» Testo di partenza
============
La fotografia lavora sul piano d’immanenza. Nel senso che, diversamente dalle altre forme di rappresentazione prive di traccia, essa non allude ad alcuna trascendenza. La sedia e i girasoli di Van Gogh sono – forse – una sedia su cui sedeva nella sua stanzetta,  e dei girasoli che egli ha visto un giorno, ma sicuramente  sono “la sedia” e i “girasoli”, essenze, idee, astrazioni, segni universali, estrinati ad andare ben oltre quegli oggetti quelle cose determinate che ne sono state il punto di partenza un giorno lontano. Il muratore di Sander invece è proprio quello, individualità unica e particolare, fermata in un attimo ormai così lontano – il secolo scorso – per cui sappiamo che certamente esso non esiste più. Certo sappiamo altrettanto bene che tale immagine può a sua volta andare oltre se stessa, alludere a dei modelli, rifarsi a delle idealità e a delle ideologie, ma questo avviene dopo, il punto di partenza è sempre il piano d’immanenza.
La fotografia in questo senso ha sempre a che fare con l'individualità, non trascende mai il proprio oggetto, non lo trasforma in un universale. Il suo contenuto di “traccia” la àncora al suolo materiale delle cose che sono fin che sono, fin che il Processo non le travolge e trasforma.
============
» Consegna A
Nel testo sulla fotografia, quale soggetto di Sander viene presentato come individualità unica e particolare?
» Consegna B
Prosegui il testo sulla fotografia dopo la sua ultima frase.
Le voci archiviate hanno un'altra provenienza.

» Voci archiviate
============
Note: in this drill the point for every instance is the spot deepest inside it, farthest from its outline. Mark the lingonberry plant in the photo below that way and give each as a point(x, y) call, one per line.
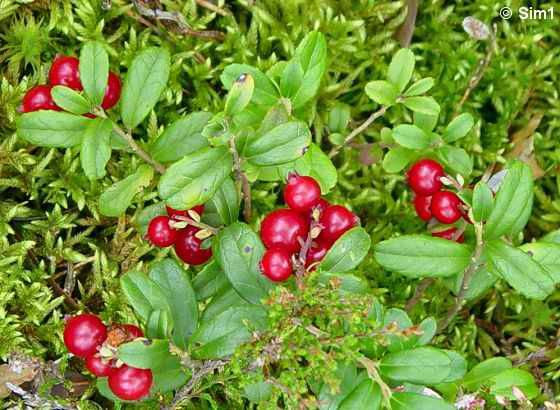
point(285, 301)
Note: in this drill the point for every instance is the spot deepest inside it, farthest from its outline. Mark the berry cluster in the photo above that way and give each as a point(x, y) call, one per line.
point(87, 337)
point(163, 232)
point(65, 71)
point(308, 217)
point(430, 201)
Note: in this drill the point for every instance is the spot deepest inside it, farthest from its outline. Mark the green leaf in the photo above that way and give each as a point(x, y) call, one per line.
point(457, 159)
point(483, 201)
point(94, 71)
point(284, 143)
point(502, 384)
point(347, 252)
point(339, 117)
point(382, 92)
point(483, 372)
point(518, 269)
point(221, 335)
point(177, 288)
point(401, 69)
point(69, 100)
point(423, 105)
point(239, 250)
point(420, 87)
point(513, 202)
point(397, 159)
point(410, 136)
point(209, 281)
point(115, 199)
point(458, 128)
point(317, 164)
point(422, 256)
point(547, 254)
point(182, 137)
point(159, 324)
point(52, 128)
point(223, 207)
point(145, 81)
point(96, 148)
point(415, 401)
point(196, 178)
point(423, 365)
point(144, 354)
point(143, 294)
point(240, 94)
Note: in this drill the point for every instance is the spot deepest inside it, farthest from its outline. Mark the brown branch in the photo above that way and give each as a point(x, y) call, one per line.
point(358, 130)
point(178, 19)
point(243, 180)
point(467, 276)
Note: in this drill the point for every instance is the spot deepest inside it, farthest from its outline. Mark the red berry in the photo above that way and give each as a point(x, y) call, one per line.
point(133, 331)
point(130, 383)
point(188, 247)
point(283, 228)
point(276, 264)
point(199, 209)
point(65, 71)
point(446, 207)
point(83, 334)
point(160, 233)
point(448, 234)
point(317, 252)
point(301, 192)
point(112, 92)
point(424, 177)
point(336, 220)
point(422, 204)
point(39, 98)
point(98, 367)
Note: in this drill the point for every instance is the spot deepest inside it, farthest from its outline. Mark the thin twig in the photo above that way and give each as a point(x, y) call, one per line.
point(418, 293)
point(242, 179)
point(358, 130)
point(467, 276)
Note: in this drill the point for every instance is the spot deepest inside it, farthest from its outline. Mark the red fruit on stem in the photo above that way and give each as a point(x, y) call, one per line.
point(336, 220)
point(276, 264)
point(83, 334)
point(283, 228)
point(133, 331)
point(422, 204)
point(317, 252)
point(160, 233)
point(199, 209)
point(424, 177)
point(112, 92)
point(449, 234)
point(98, 367)
point(301, 192)
point(130, 383)
point(188, 247)
point(446, 207)
point(39, 98)
point(65, 70)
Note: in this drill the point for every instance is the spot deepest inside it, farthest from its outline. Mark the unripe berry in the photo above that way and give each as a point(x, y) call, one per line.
point(446, 207)
point(83, 334)
point(276, 264)
point(65, 70)
point(424, 177)
point(130, 383)
point(160, 233)
point(284, 228)
point(301, 192)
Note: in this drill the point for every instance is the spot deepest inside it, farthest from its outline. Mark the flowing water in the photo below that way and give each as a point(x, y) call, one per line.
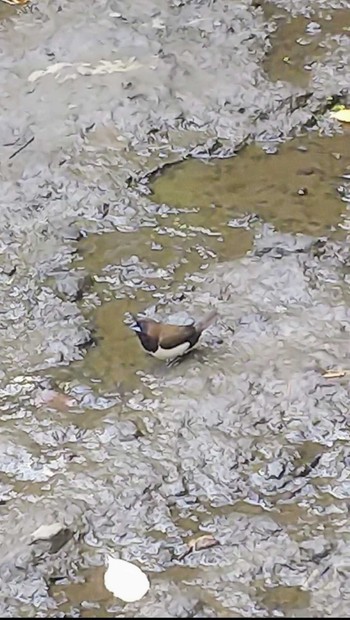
point(163, 158)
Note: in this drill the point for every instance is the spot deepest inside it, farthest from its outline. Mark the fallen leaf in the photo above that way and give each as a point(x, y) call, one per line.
point(125, 580)
point(341, 115)
point(54, 399)
point(201, 542)
point(335, 374)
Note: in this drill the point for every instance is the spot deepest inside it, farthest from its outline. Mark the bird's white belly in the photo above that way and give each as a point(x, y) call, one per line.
point(168, 354)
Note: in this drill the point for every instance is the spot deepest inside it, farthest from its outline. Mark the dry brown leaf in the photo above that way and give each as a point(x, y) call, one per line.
point(341, 115)
point(54, 399)
point(200, 542)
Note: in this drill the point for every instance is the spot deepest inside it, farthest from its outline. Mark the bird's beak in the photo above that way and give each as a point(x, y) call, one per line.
point(133, 325)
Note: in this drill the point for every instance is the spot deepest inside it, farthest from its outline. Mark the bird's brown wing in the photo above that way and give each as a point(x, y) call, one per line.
point(179, 335)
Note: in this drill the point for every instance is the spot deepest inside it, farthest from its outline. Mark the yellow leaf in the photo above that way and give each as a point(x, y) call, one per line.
point(341, 115)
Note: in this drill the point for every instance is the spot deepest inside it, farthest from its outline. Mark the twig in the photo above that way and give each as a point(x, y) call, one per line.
point(22, 147)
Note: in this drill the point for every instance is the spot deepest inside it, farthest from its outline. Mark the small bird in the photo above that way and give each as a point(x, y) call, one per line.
point(166, 341)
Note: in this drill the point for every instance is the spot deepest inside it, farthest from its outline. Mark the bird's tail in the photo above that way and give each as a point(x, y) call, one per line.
point(206, 321)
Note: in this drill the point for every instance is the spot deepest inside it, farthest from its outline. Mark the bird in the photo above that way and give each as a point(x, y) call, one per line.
point(167, 341)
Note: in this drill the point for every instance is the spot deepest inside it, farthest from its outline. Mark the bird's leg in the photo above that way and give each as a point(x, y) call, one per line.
point(174, 362)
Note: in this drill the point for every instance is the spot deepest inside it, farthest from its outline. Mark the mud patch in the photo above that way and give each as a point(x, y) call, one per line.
point(300, 41)
point(297, 189)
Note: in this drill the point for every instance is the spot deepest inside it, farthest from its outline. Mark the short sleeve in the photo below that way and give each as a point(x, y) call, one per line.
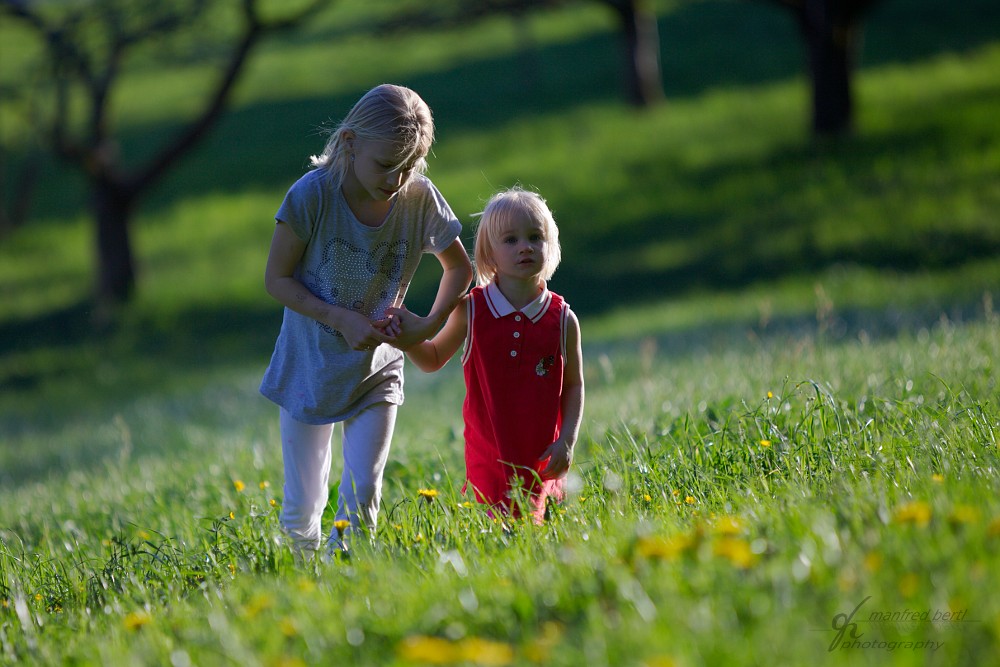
point(442, 226)
point(302, 205)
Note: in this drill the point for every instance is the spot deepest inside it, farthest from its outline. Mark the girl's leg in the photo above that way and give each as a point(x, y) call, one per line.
point(305, 449)
point(366, 450)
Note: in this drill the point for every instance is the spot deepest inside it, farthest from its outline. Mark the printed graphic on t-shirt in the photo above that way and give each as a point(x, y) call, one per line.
point(346, 273)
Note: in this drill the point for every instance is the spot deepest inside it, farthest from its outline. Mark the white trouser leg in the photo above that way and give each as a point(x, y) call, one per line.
point(305, 449)
point(366, 449)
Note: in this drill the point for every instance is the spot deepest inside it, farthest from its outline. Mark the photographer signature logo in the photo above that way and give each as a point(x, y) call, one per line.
point(844, 624)
point(848, 634)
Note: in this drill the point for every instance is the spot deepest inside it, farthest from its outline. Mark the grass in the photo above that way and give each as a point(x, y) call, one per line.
point(790, 361)
point(722, 501)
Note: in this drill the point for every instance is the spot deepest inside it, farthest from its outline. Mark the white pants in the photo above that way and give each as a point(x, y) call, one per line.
point(306, 450)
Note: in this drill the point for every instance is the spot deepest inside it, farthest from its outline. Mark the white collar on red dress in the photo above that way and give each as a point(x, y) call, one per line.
point(500, 306)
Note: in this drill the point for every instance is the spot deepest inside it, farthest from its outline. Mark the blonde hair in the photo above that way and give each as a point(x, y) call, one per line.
point(497, 218)
point(385, 113)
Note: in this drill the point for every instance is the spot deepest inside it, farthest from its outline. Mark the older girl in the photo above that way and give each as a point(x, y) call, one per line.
point(348, 238)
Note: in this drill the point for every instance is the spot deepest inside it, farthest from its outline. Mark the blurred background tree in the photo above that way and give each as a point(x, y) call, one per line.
point(69, 97)
point(636, 20)
point(832, 31)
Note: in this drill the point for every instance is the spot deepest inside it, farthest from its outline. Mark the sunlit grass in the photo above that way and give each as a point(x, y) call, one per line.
point(758, 491)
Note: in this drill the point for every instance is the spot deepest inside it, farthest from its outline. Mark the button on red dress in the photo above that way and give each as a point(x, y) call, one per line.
point(513, 363)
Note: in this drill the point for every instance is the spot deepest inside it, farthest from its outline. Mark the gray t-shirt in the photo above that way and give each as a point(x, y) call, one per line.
point(313, 373)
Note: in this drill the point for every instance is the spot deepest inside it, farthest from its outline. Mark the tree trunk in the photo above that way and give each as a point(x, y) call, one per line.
point(642, 49)
point(833, 40)
point(115, 266)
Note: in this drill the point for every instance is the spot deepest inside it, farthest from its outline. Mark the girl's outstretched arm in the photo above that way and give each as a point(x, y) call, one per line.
point(455, 280)
point(560, 452)
point(286, 251)
point(431, 355)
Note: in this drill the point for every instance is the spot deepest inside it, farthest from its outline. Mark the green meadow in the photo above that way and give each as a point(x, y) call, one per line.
point(789, 453)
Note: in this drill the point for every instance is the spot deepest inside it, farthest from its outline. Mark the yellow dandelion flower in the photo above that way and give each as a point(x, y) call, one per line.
point(431, 650)
point(917, 512)
point(737, 551)
point(137, 619)
point(485, 652)
point(964, 514)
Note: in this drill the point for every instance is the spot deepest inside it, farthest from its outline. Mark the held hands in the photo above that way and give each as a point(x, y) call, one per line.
point(363, 334)
point(560, 456)
point(407, 328)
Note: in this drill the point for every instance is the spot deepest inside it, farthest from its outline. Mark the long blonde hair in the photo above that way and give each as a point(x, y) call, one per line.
point(385, 113)
point(496, 219)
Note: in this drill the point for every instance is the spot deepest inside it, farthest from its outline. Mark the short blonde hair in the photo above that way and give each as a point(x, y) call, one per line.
point(496, 219)
point(385, 113)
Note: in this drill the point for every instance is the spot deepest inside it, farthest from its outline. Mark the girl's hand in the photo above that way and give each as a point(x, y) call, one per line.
point(560, 456)
point(408, 328)
point(361, 333)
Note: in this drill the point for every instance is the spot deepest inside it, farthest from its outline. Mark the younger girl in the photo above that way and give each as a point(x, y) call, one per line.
point(348, 238)
point(522, 359)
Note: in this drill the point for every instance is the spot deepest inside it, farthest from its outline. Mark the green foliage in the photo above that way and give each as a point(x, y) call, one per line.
point(790, 355)
point(714, 495)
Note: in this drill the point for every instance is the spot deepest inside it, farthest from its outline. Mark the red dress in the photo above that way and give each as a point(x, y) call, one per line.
point(513, 363)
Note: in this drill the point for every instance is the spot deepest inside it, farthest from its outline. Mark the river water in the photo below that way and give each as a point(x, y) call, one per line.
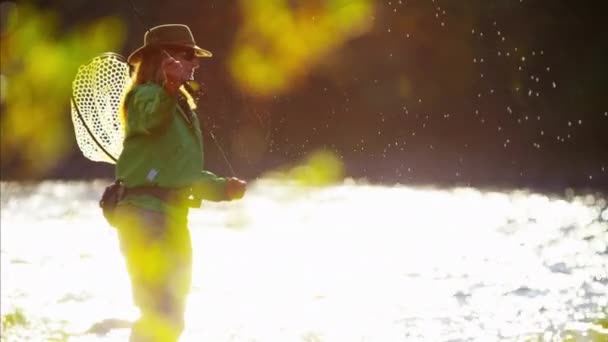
point(350, 262)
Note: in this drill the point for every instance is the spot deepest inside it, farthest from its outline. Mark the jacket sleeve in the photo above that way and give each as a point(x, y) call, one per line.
point(149, 107)
point(210, 187)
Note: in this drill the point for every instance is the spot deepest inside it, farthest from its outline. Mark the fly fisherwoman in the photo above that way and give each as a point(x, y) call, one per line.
point(161, 175)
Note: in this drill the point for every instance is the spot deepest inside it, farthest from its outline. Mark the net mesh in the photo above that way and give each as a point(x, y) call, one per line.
point(97, 91)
============
» Risultato A
Il muratore.

» Risultato B
Infinite tracce


Sia la pittura che la fotografia sono bidimensionali mentre la realtà è tridimensionale. Entrambe da questo punto di vista mentono. Eppure, nella pittura, questo è certo, non c’è mai nulla di più di ciò che il pittore vi ha messo. Sappiamo, vedendo il cavallo di lato che esso ha solo due gambe, che l’altra parte del cavallo non la vediamo non perché è nascosta alla vista ma semplicemente perché non c’è, e deve essere ricostruita, a noi piacendo, dalla nostra immaginazione generosa. Nessuno l’ha disegnata. Nella fotografia, invece, c’è sempre molto più di ciò che appare a prima vista e se vedo solo due ruote dell’auto in corsa so che dall’altre pare ce ne sono altre due. Nella pittura il numero dei segni è finito, si potrebbero calcolare, sono tantissimi, certo, ma sono comunque un numero finito. Nella fotografia il numero delle tracce è infinito perché non dipende dalla trame dei segni che sono quasi infiniti, almeno fino alla minima visibilità del supporto (chimico o elettronico), ma dipende altresì dalla certezza che dietro l’immediato visibile c’è molto di più, c’è tutto il reale, tutto il mondo da cui quella scena è stata ritagliata. Dietro la sedia di Van Gogh non c’è  che la tela su cui è dipinto. Dietro la fotografia di una sedia c’è un intero mondo. Non lo vedo ma so che è lì. O almeno c’è stato.